Rewrite the lines of the records, from the line containing "white car, each" up to and including the line containing "M240 52L225 51L224", as a numbered list with blank lines omitted.

▬▬▬▬▬▬▬▬▬▬

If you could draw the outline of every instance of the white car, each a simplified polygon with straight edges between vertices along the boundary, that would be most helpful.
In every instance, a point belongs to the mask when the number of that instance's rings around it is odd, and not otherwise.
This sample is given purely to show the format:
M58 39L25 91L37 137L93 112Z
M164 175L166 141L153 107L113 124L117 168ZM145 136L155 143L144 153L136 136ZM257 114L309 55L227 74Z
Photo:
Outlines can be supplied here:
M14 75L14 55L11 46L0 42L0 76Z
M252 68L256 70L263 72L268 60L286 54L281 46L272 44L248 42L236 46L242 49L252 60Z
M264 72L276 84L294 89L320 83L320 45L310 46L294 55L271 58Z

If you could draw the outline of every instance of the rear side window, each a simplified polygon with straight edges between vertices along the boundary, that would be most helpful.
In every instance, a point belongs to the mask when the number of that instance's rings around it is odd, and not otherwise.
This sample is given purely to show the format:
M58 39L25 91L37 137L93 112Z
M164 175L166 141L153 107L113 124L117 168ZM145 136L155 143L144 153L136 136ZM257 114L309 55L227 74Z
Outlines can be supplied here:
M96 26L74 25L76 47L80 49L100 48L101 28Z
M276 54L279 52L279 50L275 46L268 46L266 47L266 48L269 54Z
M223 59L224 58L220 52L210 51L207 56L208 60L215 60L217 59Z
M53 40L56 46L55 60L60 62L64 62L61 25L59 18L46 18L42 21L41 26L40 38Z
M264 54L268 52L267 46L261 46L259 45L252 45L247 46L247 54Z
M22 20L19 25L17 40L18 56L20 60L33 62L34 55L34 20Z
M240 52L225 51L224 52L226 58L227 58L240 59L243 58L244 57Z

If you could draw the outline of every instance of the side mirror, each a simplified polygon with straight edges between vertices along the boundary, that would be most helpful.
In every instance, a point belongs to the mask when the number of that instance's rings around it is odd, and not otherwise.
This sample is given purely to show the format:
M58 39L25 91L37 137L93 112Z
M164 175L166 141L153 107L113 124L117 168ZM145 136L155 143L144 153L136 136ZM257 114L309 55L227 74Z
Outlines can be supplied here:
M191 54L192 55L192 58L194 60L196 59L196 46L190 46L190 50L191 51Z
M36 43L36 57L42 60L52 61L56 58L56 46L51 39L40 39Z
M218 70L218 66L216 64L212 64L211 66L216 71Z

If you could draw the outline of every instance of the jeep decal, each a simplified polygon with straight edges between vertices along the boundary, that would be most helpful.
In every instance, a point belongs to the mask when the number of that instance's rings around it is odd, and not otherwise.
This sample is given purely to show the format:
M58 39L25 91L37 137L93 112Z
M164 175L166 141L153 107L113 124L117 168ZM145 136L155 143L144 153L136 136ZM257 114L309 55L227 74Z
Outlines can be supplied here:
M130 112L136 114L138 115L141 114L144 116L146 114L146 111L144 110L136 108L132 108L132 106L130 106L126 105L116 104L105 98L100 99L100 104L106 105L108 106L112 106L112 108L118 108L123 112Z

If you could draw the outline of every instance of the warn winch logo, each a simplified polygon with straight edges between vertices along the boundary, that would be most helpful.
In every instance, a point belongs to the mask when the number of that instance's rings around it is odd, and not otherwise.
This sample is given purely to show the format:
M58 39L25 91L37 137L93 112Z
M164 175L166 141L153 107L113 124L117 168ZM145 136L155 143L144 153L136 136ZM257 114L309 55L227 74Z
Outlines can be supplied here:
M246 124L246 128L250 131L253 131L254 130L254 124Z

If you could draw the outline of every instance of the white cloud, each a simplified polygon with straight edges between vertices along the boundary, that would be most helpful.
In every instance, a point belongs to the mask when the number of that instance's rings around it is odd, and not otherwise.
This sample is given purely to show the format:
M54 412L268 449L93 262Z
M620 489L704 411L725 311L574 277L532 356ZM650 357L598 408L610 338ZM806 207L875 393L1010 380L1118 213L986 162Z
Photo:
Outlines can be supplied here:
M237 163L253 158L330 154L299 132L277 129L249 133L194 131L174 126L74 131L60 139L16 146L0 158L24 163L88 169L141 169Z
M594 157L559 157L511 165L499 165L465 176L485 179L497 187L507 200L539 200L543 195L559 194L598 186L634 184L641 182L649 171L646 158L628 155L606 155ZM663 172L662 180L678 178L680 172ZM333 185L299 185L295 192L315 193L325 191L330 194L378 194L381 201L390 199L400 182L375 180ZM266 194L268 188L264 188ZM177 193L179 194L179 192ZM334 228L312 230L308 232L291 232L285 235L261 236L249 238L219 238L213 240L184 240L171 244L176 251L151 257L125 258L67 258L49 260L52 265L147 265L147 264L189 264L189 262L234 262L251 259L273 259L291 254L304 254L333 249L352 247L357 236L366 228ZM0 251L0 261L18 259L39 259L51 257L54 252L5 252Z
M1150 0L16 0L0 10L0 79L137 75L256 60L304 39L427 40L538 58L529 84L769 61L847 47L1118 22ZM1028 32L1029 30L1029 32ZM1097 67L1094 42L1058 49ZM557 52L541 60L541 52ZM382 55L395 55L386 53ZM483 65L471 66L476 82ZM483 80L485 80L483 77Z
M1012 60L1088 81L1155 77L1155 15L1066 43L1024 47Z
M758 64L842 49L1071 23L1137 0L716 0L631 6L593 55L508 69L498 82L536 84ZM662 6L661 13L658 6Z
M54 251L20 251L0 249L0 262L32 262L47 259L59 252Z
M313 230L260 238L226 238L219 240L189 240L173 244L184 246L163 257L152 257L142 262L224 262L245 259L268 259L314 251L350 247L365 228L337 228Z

▬▬▬▬▬▬▬▬▬▬

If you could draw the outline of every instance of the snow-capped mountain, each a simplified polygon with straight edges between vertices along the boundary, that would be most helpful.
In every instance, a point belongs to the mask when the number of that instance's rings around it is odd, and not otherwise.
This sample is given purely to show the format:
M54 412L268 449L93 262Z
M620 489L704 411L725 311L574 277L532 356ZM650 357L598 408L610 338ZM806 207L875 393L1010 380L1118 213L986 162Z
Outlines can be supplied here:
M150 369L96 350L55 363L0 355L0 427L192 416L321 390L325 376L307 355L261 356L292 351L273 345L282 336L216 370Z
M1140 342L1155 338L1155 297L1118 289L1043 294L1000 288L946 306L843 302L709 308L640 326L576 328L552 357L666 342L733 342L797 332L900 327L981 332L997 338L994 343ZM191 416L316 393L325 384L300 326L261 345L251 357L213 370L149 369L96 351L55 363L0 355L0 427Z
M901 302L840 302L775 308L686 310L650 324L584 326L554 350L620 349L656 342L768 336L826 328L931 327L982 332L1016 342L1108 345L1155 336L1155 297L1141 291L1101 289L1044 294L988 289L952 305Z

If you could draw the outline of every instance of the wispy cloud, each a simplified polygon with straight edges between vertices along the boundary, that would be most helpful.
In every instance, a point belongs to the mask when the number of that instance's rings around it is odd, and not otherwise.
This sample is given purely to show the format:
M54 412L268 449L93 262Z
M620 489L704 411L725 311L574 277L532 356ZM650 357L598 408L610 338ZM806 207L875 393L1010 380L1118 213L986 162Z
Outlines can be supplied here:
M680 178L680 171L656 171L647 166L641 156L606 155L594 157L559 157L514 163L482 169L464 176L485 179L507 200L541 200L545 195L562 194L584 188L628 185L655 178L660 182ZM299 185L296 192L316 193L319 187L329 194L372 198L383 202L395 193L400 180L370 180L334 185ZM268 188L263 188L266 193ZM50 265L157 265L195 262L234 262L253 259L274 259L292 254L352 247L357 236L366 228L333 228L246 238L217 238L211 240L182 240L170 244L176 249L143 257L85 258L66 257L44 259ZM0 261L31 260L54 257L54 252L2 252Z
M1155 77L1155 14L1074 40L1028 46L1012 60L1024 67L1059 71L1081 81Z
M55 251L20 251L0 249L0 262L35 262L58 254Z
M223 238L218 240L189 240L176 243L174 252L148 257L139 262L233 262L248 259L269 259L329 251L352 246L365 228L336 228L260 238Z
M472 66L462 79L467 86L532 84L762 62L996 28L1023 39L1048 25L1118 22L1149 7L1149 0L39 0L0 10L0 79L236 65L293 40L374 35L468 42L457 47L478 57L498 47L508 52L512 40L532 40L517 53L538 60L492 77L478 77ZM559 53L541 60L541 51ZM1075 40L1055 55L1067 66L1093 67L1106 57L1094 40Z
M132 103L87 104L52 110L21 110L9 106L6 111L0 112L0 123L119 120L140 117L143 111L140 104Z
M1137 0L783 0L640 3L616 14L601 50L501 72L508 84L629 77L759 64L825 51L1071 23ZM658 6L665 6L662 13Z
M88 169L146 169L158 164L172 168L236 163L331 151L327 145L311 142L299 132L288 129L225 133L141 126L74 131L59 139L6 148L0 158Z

▬▬▬▬▬▬▬▬▬▬

» **The result**
1. If you could draw the outline of every instance of the white car, each a simplified polygon with straight edges between vertices along the boundary, that would be most helpful.
2. In every instance, a point belongs to the mask when the number of that instance's rings around it is odd, and not otherwise.
3. This sample is given purely to show the format:
4. M58 39L25 91L37 137L93 112Z
5. M164 175L166 141L153 107L113 124L117 168ZM145 136L155 143L144 153L136 136ZM257 114L309 55L227 74Z
6. Photo:
7. Outlines can be supplied here:
8. M14 75L14 55L11 46L0 42L0 76Z
9. M252 68L256 70L263 72L268 60L286 54L281 46L272 44L248 42L236 46L242 49L252 60Z
10. M264 72L276 84L294 89L320 83L320 45L310 46L294 55L271 58Z
11. If you could draw the outline of every instance of the rear side window, each a simplified polygon with straight edges between vertices along the boundary, that would be most helpful.
12. In every instance, a point belongs to the mask when the number of that instance's rings around it is odd, and not otherwise.
13. This sample is given purely to show the format:
14. M58 39L25 91L37 137L93 112Z
15. M164 175L166 141L153 107L113 124L117 168ZM145 136L155 143L144 153L136 136ZM257 114L309 55L227 74Z
16. Outlines can be supplied here:
17. M96 26L74 25L76 47L80 49L100 48L101 28Z
18. M276 54L279 52L279 50L275 46L268 46L266 47L266 48L269 54Z
19. M223 59L224 58L220 52L210 51L207 56L208 60L215 60L217 59Z
20. M53 40L56 46L55 60L60 62L64 62L61 25L59 18L46 18L42 21L41 26L40 38Z
21. M264 54L268 52L267 46L261 46L259 45L252 45L247 46L247 54Z
22. M22 20L19 25L17 40L18 56L20 60L33 62L34 55L34 20Z
23. M240 52L225 51L224 52L226 58L227 58L240 59L243 58L244 57Z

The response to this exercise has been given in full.